**EXERCISE DESCRIPTION**
Copy out the part of the records that opens with the line containing "Return the mask of every instance of the blue cap" and closes with the line containing "49), (108, 47)]", both lines included, requests and all. Shift every coordinate in the answers up by 97.

**RECORDS FOR THIS EXERCISE**
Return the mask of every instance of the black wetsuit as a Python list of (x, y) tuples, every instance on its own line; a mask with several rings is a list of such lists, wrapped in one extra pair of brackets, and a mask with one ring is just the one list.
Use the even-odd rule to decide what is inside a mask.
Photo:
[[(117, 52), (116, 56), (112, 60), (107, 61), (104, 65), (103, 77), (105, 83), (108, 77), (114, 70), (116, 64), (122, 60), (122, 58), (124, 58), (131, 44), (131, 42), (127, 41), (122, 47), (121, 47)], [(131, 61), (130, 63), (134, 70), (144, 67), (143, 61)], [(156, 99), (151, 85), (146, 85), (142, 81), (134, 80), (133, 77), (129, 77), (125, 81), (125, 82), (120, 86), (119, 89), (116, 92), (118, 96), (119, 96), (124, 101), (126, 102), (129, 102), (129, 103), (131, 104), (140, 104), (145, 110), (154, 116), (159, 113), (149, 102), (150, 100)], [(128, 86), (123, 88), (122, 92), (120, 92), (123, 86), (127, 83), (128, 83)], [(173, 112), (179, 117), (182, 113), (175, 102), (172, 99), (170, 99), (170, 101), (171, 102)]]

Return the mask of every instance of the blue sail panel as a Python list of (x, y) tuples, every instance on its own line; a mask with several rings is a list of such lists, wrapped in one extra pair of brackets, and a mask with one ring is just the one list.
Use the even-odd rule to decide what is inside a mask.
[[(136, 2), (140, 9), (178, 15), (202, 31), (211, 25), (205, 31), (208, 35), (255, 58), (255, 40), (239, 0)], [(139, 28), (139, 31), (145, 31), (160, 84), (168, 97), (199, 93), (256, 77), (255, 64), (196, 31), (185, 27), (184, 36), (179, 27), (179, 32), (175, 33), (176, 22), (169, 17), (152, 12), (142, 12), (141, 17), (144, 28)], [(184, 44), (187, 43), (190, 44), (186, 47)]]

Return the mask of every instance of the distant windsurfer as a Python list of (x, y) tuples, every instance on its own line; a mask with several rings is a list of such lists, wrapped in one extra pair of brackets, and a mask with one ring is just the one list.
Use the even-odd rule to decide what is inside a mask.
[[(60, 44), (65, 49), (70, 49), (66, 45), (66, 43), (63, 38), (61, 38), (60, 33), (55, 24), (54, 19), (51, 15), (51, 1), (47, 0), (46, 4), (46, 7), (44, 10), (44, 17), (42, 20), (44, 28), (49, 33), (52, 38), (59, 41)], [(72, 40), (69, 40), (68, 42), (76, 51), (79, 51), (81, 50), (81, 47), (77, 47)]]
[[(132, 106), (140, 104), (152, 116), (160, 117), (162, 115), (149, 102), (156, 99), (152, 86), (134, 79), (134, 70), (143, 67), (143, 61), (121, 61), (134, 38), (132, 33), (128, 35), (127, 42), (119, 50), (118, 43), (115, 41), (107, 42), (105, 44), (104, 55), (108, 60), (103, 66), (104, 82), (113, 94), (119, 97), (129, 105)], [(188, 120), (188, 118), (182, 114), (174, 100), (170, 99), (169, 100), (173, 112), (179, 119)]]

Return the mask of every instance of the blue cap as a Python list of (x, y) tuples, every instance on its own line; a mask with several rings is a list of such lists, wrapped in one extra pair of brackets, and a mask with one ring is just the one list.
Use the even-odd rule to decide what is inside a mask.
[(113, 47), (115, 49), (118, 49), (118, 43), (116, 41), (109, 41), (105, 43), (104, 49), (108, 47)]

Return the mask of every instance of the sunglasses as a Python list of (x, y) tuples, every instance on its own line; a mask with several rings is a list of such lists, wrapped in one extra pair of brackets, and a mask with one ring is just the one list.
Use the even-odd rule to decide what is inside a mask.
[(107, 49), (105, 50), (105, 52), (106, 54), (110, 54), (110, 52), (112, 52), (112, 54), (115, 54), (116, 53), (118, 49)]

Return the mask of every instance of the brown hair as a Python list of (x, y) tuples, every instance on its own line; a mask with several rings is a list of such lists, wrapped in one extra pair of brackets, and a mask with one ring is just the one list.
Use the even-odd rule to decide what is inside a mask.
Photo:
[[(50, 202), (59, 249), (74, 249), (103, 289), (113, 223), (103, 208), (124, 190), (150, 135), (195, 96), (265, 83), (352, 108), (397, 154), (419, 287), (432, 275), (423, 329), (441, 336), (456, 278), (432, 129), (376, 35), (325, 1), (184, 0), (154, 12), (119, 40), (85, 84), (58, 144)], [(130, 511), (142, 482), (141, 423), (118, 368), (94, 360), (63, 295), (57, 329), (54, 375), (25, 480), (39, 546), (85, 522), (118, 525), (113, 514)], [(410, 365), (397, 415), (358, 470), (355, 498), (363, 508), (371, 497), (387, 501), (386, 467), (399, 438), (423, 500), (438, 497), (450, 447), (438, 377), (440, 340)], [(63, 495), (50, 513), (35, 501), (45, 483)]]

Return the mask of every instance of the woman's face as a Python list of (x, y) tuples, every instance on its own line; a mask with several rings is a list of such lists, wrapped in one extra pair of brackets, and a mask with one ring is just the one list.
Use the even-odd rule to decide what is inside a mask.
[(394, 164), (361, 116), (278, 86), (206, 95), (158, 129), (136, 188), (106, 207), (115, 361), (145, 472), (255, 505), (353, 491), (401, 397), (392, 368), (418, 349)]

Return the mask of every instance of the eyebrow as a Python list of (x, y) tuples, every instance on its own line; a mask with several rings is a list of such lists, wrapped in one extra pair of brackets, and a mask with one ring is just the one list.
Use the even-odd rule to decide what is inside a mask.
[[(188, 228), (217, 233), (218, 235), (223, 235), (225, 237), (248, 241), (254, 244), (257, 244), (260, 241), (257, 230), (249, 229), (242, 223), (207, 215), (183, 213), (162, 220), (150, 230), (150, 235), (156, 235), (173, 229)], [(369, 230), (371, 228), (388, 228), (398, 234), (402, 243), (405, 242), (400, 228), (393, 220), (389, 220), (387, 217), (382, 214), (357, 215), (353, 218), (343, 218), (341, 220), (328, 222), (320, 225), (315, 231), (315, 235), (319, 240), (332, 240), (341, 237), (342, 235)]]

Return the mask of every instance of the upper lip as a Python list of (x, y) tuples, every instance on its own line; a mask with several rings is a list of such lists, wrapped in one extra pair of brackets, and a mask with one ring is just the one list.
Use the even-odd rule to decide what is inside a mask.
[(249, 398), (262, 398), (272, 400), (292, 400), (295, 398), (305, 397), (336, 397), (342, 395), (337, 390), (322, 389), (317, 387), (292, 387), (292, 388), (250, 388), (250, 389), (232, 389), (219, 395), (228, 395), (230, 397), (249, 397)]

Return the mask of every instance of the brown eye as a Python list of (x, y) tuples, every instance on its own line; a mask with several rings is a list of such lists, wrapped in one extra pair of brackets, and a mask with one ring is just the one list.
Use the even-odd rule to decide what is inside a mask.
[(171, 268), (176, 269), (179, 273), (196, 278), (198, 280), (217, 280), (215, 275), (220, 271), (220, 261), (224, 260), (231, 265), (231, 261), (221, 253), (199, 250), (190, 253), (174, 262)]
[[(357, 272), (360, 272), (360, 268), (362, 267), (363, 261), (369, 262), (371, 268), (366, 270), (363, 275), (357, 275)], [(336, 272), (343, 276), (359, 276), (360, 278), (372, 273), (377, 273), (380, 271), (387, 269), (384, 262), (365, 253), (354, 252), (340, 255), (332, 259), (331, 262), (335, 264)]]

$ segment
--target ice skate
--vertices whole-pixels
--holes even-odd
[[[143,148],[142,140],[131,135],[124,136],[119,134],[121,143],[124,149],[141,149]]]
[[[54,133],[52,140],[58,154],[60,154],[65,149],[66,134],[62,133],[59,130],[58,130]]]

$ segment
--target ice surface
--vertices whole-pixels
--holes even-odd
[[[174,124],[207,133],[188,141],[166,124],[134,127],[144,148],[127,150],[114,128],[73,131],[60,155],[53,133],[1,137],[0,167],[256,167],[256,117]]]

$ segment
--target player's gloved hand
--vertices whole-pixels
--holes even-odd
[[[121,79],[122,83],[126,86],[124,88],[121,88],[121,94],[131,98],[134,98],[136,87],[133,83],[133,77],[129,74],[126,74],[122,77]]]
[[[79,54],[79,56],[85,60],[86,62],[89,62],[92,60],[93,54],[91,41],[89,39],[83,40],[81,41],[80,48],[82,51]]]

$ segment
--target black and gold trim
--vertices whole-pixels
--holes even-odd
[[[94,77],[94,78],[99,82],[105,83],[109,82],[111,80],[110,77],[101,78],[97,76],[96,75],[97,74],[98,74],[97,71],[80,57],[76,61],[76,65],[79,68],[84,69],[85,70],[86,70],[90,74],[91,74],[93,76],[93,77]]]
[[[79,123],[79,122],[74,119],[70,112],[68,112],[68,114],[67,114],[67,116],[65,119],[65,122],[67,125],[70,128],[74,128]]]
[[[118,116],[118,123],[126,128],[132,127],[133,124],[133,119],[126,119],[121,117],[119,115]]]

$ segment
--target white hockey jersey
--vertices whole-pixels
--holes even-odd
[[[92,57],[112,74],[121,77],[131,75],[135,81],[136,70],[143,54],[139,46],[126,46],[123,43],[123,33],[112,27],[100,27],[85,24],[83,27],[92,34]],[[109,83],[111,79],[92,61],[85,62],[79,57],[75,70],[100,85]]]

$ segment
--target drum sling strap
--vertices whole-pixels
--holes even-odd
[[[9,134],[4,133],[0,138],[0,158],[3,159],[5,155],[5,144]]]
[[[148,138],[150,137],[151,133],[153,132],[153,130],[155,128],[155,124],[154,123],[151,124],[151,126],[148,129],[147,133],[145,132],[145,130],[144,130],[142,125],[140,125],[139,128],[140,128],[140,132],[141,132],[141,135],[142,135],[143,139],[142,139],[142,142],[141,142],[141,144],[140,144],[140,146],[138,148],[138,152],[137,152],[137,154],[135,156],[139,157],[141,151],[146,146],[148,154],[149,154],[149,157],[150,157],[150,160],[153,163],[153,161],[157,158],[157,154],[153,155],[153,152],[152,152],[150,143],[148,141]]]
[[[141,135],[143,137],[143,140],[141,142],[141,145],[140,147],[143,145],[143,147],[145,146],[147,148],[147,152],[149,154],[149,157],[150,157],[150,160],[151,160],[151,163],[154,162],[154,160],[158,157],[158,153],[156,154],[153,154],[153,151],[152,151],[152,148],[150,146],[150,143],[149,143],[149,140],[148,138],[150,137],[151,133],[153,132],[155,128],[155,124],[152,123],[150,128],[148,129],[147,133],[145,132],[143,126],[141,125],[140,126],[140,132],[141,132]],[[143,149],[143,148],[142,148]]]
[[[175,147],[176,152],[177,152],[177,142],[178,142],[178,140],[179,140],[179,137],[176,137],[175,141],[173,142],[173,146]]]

**SOLUTION**
Return the mask of every instance of the blue cap as a Python list of (x, y) tuples, every instance on its own line; a mask with several rings is a list of such lists, wrapped in one extra pair of brackets, and a mask with one ring is just the one list.
Use the even-odd rule to decide what is inside a mask.
[(210, 144), (212, 146), (215, 146), (215, 140), (213, 138), (206, 138), (202, 140), (201, 146), (205, 144)]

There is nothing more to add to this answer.